Textauszug:
• • •
Urteil vom 1. September 2017  
 
I. öffentlich-rechtliche Abteilung  
 
Besetzung 
Bundesrichter Merkli, Präsident, 
Bundesrichter Eusebio, Chaix, 
Gerichtsschreiber Störi. 
 
Verfahrensbeteiligte 
A.________, 
Beschwerdeführer, 
 
gegen  
 
Einzelgericht in Strafsachen, 
Schützenmattstrasse 20, 4003 Basel. 
 
Gegenstand 
Strafverfahren; amtliche Verteidigung, 
 
Beschwerde gegen das Urteil vom 28. Februar 2017 
des Appellationsgerichts des Kantons Basel-Stadt, Einzelgericht. 
 
 
Sachverhalt:  
 
A.   
Mit Strafbefehl vom 27. Oktober 2016 verurteilte die Staatsanwaltschaft Basel-Stadt A.________ zu einer Geldstrafe von 50 Tagessätzen à Fr. 80.-- und ordnete den Vollzug der vom Strafgericht Basel-Stadt am 10. Dezember 2015 bedingt ausgefällten Geldstrafe von 80 Tagessätzen à Fr. 360.-- an. A.________ erhob gegen diesen Strafbefehl Einsprache beim Strafgericht des Kantons Basel-Stadt und beantragte, ihm einen amtlichen Verteidiger beizugeben.
• • •
Arbeitsanweisung: Bearbeite im Gerichtsurteil die Passage, die mit „Urteil vom 1.“ beginnt und sich bis „Gerichtsschreiber Störi.“ erstreckt. Gib sie erneut wieder und setze dabei „Vorsitzender“ an die Stelle von „Präsident“.

[Daten zur Objekterkennung]
• • •
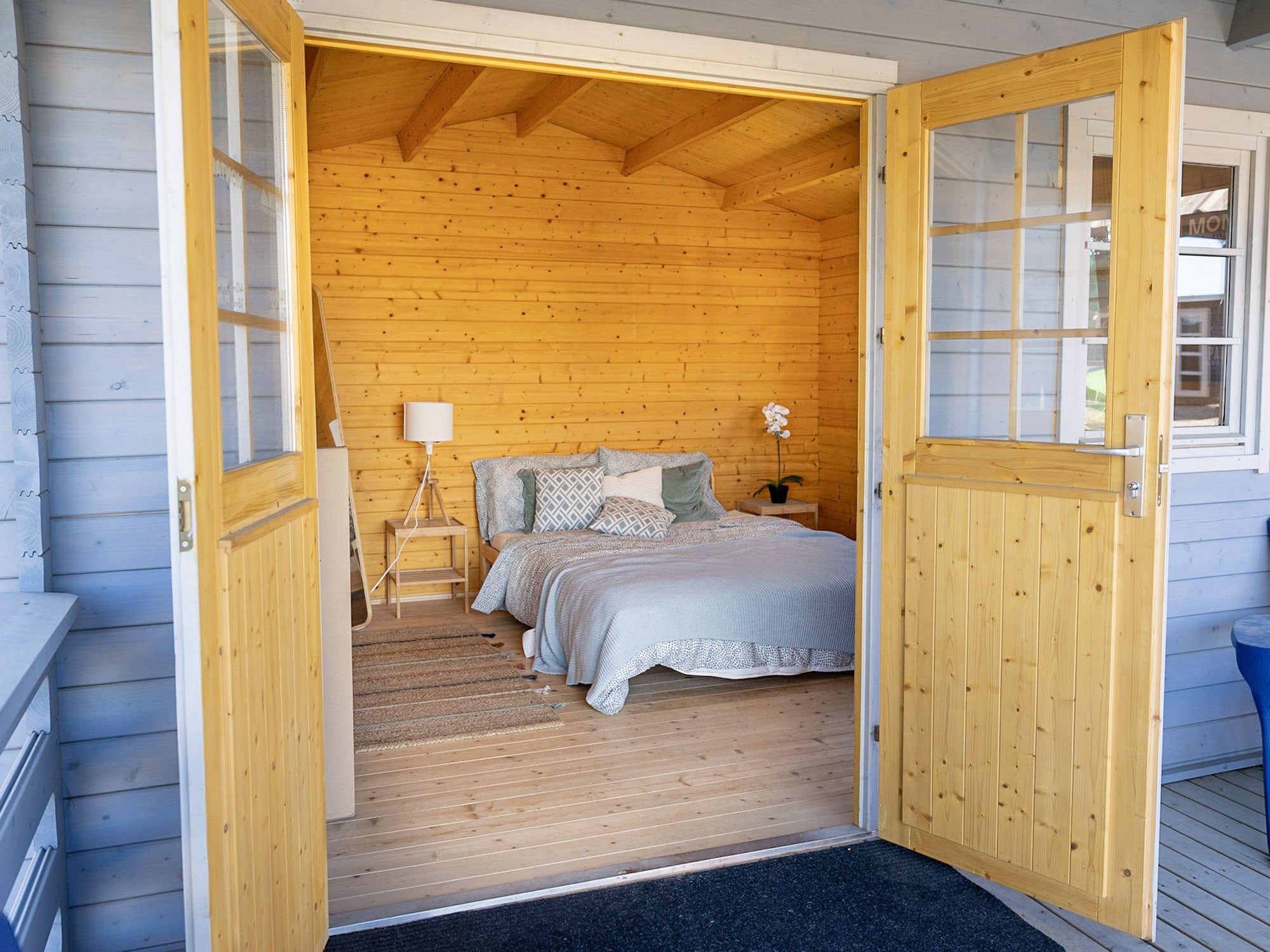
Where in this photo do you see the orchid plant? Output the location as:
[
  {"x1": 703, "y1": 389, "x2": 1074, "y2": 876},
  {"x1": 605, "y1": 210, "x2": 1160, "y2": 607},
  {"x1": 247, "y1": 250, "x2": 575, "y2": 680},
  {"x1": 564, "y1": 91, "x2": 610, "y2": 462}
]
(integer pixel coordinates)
[{"x1": 754, "y1": 401, "x2": 803, "y2": 503}]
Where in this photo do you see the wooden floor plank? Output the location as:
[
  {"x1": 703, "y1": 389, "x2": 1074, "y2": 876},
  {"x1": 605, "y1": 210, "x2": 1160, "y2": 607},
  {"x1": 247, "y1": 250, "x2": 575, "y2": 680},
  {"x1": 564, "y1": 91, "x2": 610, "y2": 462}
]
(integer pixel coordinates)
[
  {"x1": 1218, "y1": 770, "x2": 1265, "y2": 798},
  {"x1": 1044, "y1": 902, "x2": 1154, "y2": 952},
  {"x1": 1170, "y1": 781, "x2": 1266, "y2": 839},
  {"x1": 1160, "y1": 869, "x2": 1270, "y2": 948},
  {"x1": 1160, "y1": 830, "x2": 1270, "y2": 922},
  {"x1": 1156, "y1": 892, "x2": 1261, "y2": 952},
  {"x1": 328, "y1": 603, "x2": 853, "y2": 922},
  {"x1": 1160, "y1": 786, "x2": 1266, "y2": 859},
  {"x1": 961, "y1": 869, "x2": 1118, "y2": 952}
]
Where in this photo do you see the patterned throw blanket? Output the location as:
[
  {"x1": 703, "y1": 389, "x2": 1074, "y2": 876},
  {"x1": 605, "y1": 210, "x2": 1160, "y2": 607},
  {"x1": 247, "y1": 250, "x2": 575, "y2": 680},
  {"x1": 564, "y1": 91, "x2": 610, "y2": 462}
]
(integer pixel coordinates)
[{"x1": 472, "y1": 515, "x2": 855, "y2": 713}]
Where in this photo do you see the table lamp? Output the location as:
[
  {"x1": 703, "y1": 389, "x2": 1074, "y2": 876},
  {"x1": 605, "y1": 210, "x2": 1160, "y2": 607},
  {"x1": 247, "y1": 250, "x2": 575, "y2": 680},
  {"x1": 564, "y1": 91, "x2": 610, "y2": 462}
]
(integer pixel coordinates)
[{"x1": 404, "y1": 401, "x2": 455, "y2": 526}]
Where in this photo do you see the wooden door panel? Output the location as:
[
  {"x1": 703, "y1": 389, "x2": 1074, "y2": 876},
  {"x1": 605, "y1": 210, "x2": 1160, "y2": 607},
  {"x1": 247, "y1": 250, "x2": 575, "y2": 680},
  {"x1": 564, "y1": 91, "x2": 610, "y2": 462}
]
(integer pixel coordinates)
[
  {"x1": 902, "y1": 486, "x2": 1115, "y2": 891},
  {"x1": 208, "y1": 501, "x2": 326, "y2": 949},
  {"x1": 154, "y1": 0, "x2": 329, "y2": 952}
]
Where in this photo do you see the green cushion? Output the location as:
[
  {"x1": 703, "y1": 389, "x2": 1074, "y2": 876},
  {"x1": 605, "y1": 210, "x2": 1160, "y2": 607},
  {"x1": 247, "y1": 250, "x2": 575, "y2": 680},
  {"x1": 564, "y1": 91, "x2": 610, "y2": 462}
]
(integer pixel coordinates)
[
  {"x1": 662, "y1": 459, "x2": 716, "y2": 522},
  {"x1": 516, "y1": 470, "x2": 537, "y2": 532}
]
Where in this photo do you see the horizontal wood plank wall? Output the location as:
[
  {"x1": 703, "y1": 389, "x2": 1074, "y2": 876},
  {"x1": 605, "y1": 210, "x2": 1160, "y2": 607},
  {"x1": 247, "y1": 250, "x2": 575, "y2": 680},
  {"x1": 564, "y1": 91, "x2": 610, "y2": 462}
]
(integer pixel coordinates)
[
  {"x1": 1163, "y1": 472, "x2": 1270, "y2": 779},
  {"x1": 310, "y1": 117, "x2": 820, "y2": 580},
  {"x1": 819, "y1": 215, "x2": 860, "y2": 538},
  {"x1": 25, "y1": 0, "x2": 184, "y2": 952}
]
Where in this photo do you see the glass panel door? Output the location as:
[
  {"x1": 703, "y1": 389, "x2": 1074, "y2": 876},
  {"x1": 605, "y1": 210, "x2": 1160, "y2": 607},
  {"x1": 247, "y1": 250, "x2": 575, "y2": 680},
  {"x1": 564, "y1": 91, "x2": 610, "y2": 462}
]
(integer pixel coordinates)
[
  {"x1": 923, "y1": 95, "x2": 1113, "y2": 443},
  {"x1": 207, "y1": 0, "x2": 296, "y2": 470}
]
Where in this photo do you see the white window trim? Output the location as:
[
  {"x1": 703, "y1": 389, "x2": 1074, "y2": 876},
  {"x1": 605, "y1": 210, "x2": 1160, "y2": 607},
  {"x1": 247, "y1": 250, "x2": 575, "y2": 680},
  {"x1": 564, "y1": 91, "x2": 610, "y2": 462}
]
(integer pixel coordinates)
[
  {"x1": 1091, "y1": 105, "x2": 1270, "y2": 472},
  {"x1": 1170, "y1": 105, "x2": 1270, "y2": 472}
]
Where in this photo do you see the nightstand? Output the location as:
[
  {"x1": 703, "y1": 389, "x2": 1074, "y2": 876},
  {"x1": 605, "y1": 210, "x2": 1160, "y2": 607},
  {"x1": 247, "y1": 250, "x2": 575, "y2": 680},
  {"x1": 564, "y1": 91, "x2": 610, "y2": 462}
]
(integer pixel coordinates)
[
  {"x1": 384, "y1": 518, "x2": 471, "y2": 618},
  {"x1": 737, "y1": 499, "x2": 820, "y2": 529}
]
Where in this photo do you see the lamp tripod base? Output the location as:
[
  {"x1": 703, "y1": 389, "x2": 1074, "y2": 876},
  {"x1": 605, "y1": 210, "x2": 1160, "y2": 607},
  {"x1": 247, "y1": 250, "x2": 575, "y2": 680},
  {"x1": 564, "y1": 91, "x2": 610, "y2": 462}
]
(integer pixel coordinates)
[{"x1": 423, "y1": 476, "x2": 451, "y2": 526}]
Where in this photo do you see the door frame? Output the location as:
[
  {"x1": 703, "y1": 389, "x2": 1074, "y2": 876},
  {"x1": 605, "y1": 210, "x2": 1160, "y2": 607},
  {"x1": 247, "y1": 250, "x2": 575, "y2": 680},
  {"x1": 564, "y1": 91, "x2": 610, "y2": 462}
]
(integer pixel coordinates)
[
  {"x1": 291, "y1": 0, "x2": 899, "y2": 833},
  {"x1": 151, "y1": 0, "x2": 898, "y2": 948}
]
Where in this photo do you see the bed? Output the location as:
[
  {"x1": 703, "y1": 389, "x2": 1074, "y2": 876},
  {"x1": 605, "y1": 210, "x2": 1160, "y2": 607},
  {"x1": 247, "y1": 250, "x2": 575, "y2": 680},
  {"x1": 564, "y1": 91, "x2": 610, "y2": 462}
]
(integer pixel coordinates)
[{"x1": 472, "y1": 447, "x2": 856, "y2": 713}]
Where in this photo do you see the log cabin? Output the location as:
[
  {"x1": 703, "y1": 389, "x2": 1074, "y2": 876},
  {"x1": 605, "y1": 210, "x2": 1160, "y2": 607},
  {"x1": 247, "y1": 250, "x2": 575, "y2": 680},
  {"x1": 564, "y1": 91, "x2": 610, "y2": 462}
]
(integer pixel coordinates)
[{"x1": 0, "y1": 0, "x2": 1270, "y2": 951}]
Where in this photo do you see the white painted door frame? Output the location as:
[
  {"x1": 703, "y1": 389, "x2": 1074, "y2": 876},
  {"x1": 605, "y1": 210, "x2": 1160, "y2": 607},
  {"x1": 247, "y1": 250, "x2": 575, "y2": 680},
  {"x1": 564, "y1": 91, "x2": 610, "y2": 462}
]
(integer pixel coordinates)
[{"x1": 292, "y1": 0, "x2": 898, "y2": 830}]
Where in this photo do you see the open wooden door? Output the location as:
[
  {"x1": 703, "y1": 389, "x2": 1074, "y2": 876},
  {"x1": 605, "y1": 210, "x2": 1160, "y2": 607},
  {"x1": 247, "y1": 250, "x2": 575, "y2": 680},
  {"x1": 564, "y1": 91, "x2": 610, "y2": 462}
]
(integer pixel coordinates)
[
  {"x1": 879, "y1": 22, "x2": 1185, "y2": 935},
  {"x1": 151, "y1": 0, "x2": 328, "y2": 952}
]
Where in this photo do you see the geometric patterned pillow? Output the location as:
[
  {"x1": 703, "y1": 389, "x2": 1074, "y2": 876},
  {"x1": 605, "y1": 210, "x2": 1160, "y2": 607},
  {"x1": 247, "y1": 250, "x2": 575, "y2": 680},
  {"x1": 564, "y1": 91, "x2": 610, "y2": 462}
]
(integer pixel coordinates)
[
  {"x1": 591, "y1": 496, "x2": 674, "y2": 538},
  {"x1": 533, "y1": 466, "x2": 605, "y2": 532},
  {"x1": 596, "y1": 447, "x2": 725, "y2": 522}
]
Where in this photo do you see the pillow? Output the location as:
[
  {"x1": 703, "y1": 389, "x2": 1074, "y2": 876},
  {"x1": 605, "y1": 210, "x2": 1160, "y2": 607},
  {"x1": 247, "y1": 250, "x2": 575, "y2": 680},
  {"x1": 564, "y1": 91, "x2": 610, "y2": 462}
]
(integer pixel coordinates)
[
  {"x1": 472, "y1": 453, "x2": 599, "y2": 539},
  {"x1": 533, "y1": 466, "x2": 605, "y2": 532},
  {"x1": 605, "y1": 466, "x2": 665, "y2": 509},
  {"x1": 596, "y1": 447, "x2": 726, "y2": 522},
  {"x1": 591, "y1": 496, "x2": 674, "y2": 538},
  {"x1": 662, "y1": 459, "x2": 718, "y2": 522},
  {"x1": 516, "y1": 470, "x2": 536, "y2": 532}
]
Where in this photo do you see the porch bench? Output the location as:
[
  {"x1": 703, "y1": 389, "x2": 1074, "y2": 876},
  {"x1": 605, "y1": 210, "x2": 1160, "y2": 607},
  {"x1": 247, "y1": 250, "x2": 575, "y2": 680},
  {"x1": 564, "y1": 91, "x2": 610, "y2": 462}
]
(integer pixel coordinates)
[{"x1": 0, "y1": 593, "x2": 79, "y2": 948}]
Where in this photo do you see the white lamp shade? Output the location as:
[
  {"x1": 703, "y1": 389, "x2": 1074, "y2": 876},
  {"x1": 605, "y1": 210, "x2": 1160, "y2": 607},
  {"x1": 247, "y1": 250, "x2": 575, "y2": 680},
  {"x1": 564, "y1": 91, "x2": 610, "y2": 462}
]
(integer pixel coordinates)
[{"x1": 405, "y1": 402, "x2": 455, "y2": 443}]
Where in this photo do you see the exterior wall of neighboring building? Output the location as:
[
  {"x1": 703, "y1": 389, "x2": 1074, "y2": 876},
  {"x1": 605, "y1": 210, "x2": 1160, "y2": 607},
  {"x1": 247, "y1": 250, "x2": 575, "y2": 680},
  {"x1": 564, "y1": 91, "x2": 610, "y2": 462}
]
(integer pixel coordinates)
[{"x1": 0, "y1": 0, "x2": 1270, "y2": 952}]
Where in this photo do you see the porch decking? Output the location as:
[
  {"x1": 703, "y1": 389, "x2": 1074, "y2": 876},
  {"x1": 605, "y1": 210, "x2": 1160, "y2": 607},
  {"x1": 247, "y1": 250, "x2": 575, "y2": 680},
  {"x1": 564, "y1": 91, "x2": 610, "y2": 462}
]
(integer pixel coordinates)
[{"x1": 972, "y1": 767, "x2": 1270, "y2": 952}]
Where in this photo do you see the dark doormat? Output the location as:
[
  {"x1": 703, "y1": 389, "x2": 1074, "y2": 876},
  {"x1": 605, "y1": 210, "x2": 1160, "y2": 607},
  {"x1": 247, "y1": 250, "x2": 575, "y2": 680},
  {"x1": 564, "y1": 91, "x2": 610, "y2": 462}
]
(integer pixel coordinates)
[{"x1": 326, "y1": 840, "x2": 1062, "y2": 952}]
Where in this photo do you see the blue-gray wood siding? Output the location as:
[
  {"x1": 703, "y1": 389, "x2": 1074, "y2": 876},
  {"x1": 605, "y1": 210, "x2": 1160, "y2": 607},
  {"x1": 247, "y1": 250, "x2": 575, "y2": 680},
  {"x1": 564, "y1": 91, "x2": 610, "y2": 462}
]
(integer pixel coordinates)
[
  {"x1": 24, "y1": 0, "x2": 184, "y2": 952},
  {"x1": 0, "y1": 0, "x2": 1270, "y2": 952}
]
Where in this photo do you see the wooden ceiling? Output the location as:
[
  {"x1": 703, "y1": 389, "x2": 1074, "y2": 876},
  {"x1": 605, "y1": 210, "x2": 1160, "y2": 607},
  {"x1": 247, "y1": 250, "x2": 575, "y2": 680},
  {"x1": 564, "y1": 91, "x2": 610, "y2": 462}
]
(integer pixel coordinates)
[{"x1": 306, "y1": 47, "x2": 860, "y2": 220}]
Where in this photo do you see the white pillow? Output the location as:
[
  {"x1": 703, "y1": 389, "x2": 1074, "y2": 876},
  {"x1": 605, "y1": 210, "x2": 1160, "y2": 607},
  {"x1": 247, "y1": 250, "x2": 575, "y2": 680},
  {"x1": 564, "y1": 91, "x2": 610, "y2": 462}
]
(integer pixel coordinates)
[
  {"x1": 591, "y1": 496, "x2": 674, "y2": 538},
  {"x1": 605, "y1": 466, "x2": 665, "y2": 509}
]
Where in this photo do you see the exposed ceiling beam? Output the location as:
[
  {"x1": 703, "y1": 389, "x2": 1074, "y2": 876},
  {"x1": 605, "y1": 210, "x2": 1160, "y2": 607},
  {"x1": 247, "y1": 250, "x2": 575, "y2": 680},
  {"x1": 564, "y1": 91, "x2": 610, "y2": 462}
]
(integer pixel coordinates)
[
  {"x1": 516, "y1": 76, "x2": 596, "y2": 138},
  {"x1": 622, "y1": 95, "x2": 777, "y2": 175},
  {"x1": 305, "y1": 46, "x2": 330, "y2": 104},
  {"x1": 721, "y1": 142, "x2": 860, "y2": 211},
  {"x1": 398, "y1": 63, "x2": 485, "y2": 162},
  {"x1": 1226, "y1": 0, "x2": 1270, "y2": 50}
]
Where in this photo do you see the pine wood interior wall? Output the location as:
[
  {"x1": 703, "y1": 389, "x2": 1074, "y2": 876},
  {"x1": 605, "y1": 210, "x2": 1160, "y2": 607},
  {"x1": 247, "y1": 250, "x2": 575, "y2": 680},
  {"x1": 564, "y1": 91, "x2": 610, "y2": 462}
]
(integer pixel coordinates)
[
  {"x1": 310, "y1": 117, "x2": 855, "y2": 586},
  {"x1": 818, "y1": 213, "x2": 860, "y2": 538}
]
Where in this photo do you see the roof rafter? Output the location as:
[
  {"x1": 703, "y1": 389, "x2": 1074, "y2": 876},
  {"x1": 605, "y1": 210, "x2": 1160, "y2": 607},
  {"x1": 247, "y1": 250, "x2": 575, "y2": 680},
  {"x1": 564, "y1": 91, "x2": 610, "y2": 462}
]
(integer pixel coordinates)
[
  {"x1": 516, "y1": 76, "x2": 596, "y2": 138},
  {"x1": 398, "y1": 63, "x2": 485, "y2": 162},
  {"x1": 1226, "y1": 0, "x2": 1270, "y2": 50},
  {"x1": 622, "y1": 95, "x2": 779, "y2": 175},
  {"x1": 720, "y1": 141, "x2": 860, "y2": 211},
  {"x1": 305, "y1": 46, "x2": 330, "y2": 104}
]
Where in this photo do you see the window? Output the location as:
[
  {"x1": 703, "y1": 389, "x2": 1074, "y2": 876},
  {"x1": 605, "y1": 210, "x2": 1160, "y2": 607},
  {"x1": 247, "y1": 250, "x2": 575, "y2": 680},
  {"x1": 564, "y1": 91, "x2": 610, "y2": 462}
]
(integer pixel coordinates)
[
  {"x1": 1173, "y1": 146, "x2": 1256, "y2": 452},
  {"x1": 1073, "y1": 107, "x2": 1270, "y2": 472}
]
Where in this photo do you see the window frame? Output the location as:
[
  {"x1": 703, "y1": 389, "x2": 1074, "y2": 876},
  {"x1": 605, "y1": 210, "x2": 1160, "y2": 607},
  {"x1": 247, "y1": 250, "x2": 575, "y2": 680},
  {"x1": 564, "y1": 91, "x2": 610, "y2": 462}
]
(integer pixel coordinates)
[{"x1": 1091, "y1": 105, "x2": 1270, "y2": 472}]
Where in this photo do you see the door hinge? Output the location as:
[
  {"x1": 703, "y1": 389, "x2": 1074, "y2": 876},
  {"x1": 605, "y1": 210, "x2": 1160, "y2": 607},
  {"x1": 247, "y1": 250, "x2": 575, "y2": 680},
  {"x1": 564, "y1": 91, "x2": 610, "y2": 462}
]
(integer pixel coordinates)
[{"x1": 177, "y1": 480, "x2": 194, "y2": 552}]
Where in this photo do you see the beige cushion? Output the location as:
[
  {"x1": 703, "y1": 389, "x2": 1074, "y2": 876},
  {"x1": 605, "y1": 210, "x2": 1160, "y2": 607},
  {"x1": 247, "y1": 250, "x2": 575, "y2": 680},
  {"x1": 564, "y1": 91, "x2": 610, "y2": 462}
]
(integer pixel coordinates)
[{"x1": 605, "y1": 466, "x2": 665, "y2": 509}]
• • •
Ergebnis:
Urteil vom 1. September 2017  
 
I. öffentlich-rechtliche Abteilung  
 
Besetzung 
Bundesrichter Merkli, Vorsitzender, 
Bundesrichter Eusebio, Chaix, 
Gerichtsschreiber Störi.